_Exercise brief_. Could you write out, word for word, the passage in the article below on employees after an acquisition, from "This is why" up to and including "are at stake."?

_Page_.

-*-*-

Reprinted from MANAGEMENT REVIEW

After months of negotiations, the acquisition deal has been set–in the boardroom. Both parties are pleased about the emerging organization's new capabilities. But what happens to the employees of the two companies? How will they adjust to the new corporate environment? Will some choose to leave? These are but a few of the many challenges employers face during a merger or acquisition.

Prior to the signing of an agreement, both parties expend enormous energy scrutinizing financial variables, contemplating and engaging in the give-and-take of negotiations. Before the new organization is formed, goals are established, efficiencies projected, and opportunities appraised as staff, technology, products, service and know-how are combined under one roof. Meanwhile, a competitive analysis looks at issues such as marketshare, comparative profitability, brand uniqueness and forecasts of future sales.

All these activities are planned prior to the public announcement of the deal and implemented immediately upon signing the final documents. But more than likely, no one has worked out with the same sharp pencil how the combined organization's top-level and middle managers will work as one unified team, especially when duplication of functional responsibilities exists between the two companies.

This is why the transition period following an acquisition is usually a time of great organizational upheaval. At least one corporate culture and many jobs are at stake.

-*-*-

_Data shown_.
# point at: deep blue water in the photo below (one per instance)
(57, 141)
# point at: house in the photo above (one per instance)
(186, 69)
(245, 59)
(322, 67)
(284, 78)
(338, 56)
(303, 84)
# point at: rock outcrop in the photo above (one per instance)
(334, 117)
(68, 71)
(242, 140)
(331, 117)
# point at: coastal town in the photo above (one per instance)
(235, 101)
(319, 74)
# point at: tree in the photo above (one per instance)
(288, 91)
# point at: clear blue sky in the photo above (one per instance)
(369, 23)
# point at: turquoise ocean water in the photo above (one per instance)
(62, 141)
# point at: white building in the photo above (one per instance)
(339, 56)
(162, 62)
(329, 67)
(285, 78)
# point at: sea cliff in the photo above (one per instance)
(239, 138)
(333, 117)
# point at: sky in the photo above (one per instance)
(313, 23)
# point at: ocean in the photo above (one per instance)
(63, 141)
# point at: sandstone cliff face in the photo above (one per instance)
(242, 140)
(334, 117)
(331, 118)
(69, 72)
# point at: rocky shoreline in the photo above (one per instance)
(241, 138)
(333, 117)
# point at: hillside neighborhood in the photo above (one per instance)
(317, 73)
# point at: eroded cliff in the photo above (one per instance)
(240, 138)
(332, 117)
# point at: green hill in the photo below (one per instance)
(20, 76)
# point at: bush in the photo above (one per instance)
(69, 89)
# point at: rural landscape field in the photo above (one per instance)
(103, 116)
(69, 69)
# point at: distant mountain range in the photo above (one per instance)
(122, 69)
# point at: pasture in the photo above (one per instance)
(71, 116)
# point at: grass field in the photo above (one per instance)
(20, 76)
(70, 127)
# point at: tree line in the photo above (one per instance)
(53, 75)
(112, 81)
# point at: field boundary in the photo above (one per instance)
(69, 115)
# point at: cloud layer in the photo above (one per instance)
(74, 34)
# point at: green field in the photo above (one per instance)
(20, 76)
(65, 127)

-*-*-

_Exercise solution_.
This is why the transition period following an acquisition is usually a time of great organizational upheaval. At least one corporate culture and many jobs are at stake.